September 4, 2020
A Financial Campus in Sydney Takes a Holistic Approach in its Pursuit of Sustainability
Woods Bagot’s design for Axle, a new office campus for the Commonwealth Bank of Australia puts sunlight—and sustainability—front and center.

It’s an understatement to say that Australians love their sunshine. Part of a culture that thrives on its connection to the outdoors, antipodean architecture has long prioritized access to natural light.
Axle, the new campus for the Commonwealth Bank of Australia, goes beyond delivering this amenity: It also harnesses that sunlight to power the building itself—one of myriad sustainable threads integrated into its design to make it one of Australia’s greenest workplaces.
Designed by fjmt studio with interior fit-out by Woods Bagot, Axle is the first commercial building to open in the South Eveleigh precinct, a rising tech and start-up hub on the site of historic railway workshops on Sydney’s outskirts. The 452,000-squarefoot building incorporates two large plates anchored by a top-lit atrium.

“Axle brings together the long eastwest alignments of the adjacent historic railway workshops with a fluid, curvilinear form inspired by the landscape of the adjacent park,” says Sean McPeake, project principal and head of architecture at fjmt. “These forms are interlocked in a dynamic embrace opening and closing, with natural light drawn in between them to fill the workspaces below.”

▶ _Extracted records_
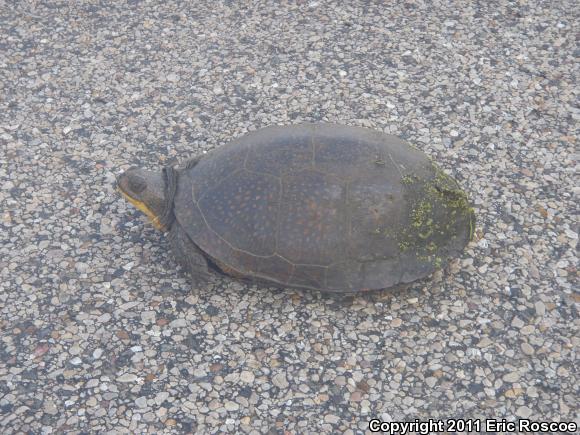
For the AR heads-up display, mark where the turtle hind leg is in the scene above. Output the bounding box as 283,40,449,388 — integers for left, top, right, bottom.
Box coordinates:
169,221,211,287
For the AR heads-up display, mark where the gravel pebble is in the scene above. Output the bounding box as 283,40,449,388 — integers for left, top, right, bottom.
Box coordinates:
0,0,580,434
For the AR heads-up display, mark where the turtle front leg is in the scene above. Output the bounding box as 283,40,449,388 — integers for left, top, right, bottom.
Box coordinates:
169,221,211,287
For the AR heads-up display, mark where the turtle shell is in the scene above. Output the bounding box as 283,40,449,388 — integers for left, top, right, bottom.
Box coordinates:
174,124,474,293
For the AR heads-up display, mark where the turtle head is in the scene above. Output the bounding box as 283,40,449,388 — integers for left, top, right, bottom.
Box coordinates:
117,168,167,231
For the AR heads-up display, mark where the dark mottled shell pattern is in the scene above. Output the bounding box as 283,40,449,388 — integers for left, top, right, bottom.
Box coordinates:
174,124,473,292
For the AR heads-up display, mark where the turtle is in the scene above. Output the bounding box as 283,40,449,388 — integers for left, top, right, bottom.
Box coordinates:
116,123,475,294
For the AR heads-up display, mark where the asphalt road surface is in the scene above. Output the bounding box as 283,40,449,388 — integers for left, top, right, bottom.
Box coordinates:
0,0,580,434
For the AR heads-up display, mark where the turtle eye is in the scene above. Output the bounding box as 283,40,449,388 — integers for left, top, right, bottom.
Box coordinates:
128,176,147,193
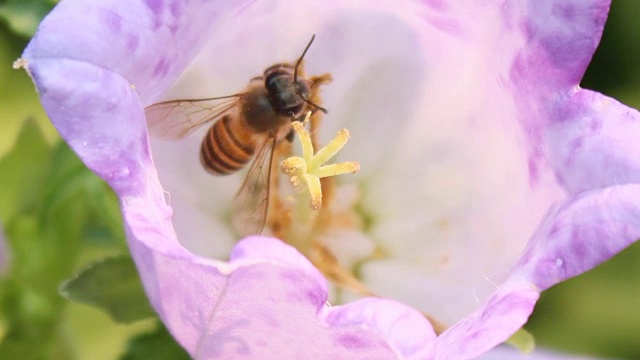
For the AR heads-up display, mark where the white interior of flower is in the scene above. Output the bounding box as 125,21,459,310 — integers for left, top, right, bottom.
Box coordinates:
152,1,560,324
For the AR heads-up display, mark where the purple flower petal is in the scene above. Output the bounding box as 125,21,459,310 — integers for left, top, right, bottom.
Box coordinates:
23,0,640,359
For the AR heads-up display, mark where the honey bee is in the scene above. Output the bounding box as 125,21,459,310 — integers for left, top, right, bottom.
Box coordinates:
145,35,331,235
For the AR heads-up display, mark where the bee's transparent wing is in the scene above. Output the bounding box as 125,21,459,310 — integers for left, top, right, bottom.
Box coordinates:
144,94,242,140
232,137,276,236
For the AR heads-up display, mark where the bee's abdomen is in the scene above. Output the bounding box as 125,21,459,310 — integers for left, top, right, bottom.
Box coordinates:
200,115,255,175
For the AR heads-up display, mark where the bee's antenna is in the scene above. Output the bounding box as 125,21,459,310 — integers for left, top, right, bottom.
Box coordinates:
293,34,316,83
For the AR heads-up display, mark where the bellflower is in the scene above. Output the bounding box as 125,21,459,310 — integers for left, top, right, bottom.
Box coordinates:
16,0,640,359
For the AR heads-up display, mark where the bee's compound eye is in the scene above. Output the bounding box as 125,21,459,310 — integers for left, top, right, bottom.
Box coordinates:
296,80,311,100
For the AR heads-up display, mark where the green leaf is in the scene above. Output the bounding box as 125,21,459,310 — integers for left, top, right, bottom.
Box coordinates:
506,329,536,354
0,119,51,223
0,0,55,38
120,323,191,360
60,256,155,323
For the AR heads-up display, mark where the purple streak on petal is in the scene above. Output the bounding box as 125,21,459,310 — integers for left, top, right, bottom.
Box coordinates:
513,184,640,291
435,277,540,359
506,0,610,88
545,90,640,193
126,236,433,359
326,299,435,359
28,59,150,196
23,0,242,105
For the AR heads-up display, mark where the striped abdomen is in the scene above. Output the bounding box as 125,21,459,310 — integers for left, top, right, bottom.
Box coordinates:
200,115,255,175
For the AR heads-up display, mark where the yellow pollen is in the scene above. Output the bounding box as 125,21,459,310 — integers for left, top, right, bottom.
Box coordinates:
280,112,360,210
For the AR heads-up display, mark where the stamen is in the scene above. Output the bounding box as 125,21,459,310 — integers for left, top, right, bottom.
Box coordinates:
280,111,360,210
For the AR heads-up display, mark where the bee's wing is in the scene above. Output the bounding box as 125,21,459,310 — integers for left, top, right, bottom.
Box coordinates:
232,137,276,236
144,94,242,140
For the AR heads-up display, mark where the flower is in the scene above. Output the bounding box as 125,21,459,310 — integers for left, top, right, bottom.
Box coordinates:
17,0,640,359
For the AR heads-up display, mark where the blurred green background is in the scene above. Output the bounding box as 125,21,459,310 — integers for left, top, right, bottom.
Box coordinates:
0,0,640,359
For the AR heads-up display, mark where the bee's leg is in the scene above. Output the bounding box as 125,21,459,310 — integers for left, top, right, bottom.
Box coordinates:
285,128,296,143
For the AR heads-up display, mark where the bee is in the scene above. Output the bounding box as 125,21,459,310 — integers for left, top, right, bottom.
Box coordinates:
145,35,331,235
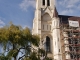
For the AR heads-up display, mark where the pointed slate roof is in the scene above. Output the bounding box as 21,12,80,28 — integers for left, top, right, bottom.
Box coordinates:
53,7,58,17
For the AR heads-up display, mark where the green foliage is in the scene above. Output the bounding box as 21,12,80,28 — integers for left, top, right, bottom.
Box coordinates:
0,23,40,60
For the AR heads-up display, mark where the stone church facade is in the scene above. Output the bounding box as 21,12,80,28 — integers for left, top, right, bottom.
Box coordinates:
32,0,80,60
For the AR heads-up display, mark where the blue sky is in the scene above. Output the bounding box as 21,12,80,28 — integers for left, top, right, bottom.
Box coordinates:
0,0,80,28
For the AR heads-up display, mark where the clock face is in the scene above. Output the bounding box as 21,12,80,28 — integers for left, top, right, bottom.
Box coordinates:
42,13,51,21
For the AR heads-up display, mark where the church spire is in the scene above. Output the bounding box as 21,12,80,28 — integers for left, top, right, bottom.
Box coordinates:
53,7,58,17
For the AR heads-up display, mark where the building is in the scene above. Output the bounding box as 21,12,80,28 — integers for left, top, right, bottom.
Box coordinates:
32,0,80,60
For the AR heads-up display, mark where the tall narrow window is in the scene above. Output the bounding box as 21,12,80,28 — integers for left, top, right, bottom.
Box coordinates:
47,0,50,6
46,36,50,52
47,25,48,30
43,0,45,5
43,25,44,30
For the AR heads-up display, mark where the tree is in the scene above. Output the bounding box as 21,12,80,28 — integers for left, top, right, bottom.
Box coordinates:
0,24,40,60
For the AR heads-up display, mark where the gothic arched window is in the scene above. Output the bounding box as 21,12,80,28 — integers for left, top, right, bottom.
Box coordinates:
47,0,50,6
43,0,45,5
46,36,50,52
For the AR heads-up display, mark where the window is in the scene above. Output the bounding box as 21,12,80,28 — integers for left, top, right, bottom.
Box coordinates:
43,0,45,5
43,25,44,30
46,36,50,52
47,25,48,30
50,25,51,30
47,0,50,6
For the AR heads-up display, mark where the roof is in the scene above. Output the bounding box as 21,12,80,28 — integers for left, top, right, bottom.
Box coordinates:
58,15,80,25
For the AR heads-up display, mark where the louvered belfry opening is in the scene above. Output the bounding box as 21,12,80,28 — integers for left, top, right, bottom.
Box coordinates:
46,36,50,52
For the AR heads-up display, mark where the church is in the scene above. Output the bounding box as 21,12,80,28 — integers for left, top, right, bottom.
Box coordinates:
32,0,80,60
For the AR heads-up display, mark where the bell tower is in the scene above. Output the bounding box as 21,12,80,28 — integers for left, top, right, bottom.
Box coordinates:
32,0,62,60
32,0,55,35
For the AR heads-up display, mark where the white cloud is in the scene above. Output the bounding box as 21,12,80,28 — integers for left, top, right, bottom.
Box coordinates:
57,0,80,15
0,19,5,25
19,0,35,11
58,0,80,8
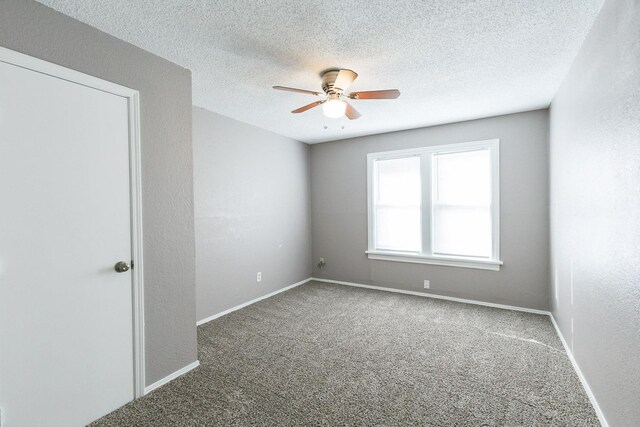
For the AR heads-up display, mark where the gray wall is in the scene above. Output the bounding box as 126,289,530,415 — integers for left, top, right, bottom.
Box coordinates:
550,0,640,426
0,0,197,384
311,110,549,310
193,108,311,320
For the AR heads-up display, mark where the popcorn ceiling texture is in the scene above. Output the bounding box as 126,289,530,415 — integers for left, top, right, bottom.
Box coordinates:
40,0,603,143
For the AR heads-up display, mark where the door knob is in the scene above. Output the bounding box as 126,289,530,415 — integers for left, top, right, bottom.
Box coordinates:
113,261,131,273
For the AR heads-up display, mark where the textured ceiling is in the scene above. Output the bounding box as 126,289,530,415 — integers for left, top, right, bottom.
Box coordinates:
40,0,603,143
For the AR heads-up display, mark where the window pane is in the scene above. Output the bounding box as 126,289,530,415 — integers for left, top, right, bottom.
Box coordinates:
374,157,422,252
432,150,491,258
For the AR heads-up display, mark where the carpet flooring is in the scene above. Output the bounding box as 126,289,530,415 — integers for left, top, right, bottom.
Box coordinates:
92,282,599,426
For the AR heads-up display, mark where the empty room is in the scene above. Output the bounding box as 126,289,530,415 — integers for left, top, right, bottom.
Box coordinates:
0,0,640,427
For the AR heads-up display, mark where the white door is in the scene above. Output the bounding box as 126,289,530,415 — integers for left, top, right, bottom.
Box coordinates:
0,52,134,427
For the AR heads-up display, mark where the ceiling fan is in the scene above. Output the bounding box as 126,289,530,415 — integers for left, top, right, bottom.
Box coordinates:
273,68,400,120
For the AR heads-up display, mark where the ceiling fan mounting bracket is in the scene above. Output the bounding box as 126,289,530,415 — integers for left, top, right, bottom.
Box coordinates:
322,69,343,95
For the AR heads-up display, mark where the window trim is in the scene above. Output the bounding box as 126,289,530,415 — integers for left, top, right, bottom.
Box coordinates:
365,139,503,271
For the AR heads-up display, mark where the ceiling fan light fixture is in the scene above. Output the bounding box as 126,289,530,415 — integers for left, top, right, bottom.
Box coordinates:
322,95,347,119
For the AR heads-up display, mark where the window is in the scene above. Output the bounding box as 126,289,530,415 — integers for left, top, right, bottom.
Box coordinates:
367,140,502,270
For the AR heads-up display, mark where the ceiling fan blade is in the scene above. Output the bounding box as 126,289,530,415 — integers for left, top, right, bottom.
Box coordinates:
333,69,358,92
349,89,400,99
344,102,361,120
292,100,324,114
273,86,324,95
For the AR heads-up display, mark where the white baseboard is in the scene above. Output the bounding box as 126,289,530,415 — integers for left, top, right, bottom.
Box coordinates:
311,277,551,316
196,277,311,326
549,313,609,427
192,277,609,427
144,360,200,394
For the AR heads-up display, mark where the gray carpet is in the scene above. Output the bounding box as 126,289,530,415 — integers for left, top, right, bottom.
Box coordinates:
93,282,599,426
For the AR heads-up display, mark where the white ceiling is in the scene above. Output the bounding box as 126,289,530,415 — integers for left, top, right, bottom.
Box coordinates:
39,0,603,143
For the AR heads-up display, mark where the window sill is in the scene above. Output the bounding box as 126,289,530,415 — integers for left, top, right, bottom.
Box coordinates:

▶ _Problem_
Copy out the article about the Axle office campus word for word, from start to finish.

▶ _Answer box_
September 4, 2020
A Financial Campus in Sydney Takes a Holistic Approach in its Pursuit of Sustainability
Woods Bagot’s design for Axle, a new office campus for the Commonwealth Bank of Australia puts sunlight—and sustainability—front and center.

It’s an understatement to say that Australians love their sunshine. Part of a culture that thrives on its connection to the outdoors, antipodean architecture has long prioritized access to natural light.
Axle, the new campus for the Commonwealth Bank of Australia, goes beyond delivering this amenity: It also harnesses that sunlight to power the building itself—one of myriad sustainable threads integrated into its design to make it one of Australia’s greenest workplaces.
Designed by fjmt studio with interior fit-out by Woods Bagot, Axle is the first commercial building to open in the South Eveleigh precinct, a rising tech and start-up hub on the site of historic railway workshops on Sydney’s outskirts. The 452,000-squarefoot building incorporates two large plates anchored by a top-lit atrium.

“Axle brings together the long eastwest alignments of the adjacent historic railway workshops with a fluid, curvilinear form inspired by the landscape of the adjacent park,” says Sean McPeake, project principal and head of architecture at fjmt. “These forms are interlocked in a dynamic embrace opening and closing, with natural light drawn in between them to fill the workspaces below.”